"MMU"
Bu yazının kaleme alındığı saatlerde Kurban Bayramının sevincini yaşarken, Pençe-Kilit
Harekatından gelen şehit haberleri, sel felaketleri ve trafik kazalarında yaşananlar bizleri hüzne
boğdu. Bütün bunların yanısıra ABD de ki lobi faaliyetleri sonucu F-16 ların verilmeme
durumunun gündeme gelmesi, bizleri oturup bir kez daha düşünmemiz gerektiği gerçeğini
ortaya koydu.
Başta Şehitlerimiz olmak üzere, hayatını kaybeden vatandaşlarımıza Allah'tan rahmet
diliyorum mekanları Cennet olsun.

▶ Verilen yönerge 1: Aşağıdaki nokta etiketleme satırlarının tümünü, istekler dahil, yeniden yazın ve yanıtlardaki her koordinat değerine 131 ekleyin.

Nokta etiketleme kümesinden alınan satırlar
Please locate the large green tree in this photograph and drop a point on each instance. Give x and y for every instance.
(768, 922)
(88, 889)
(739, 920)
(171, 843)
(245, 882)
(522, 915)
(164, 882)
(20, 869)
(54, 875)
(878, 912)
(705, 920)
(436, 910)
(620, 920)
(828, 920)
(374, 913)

▶ Verilen yönerge 2: Kurban Bayramı yazısından, "Bu yazının kaleme" sözcüklerini içeren yerle açılıp "ortaya koydu." ile kapanan bölümü hiçbir değişiklik yapmadan çıkarın.

▶ Doğru çıktı 1:
Please locate the large green tree in this photograph and drop a point on each instance. Give x and y for every instance.
(899, 1053)
(219, 1020)
(870, 1051)
(302, 974)
(376, 1013)
(653, 1046)
(295, 1013)
(151, 1000)
(185, 1006)
(1009, 1043)
(836, 1051)
(567, 1041)
(751, 1051)
(959, 1051)
(505, 1044)

▶ Doğru çıktı 2:
Bu yazının kaleme alındığı saatlerde Kurban Bayramının sevincini yaşarken, Pençe-Kilit
Harekatından gelen şehit haberleri, sel felaketleri ve trafik kazalarında yaşananlar bizleri hüzne
boğdu. Bütün bunların yanısıra ABD de ki lobi faaliyetleri sonucu F-16 ların verilmeme
durumunun gündeme gelmesi, bizleri oturup bir kez daha düşünmemiz gerektiği gerçeğini
ortaya koydu.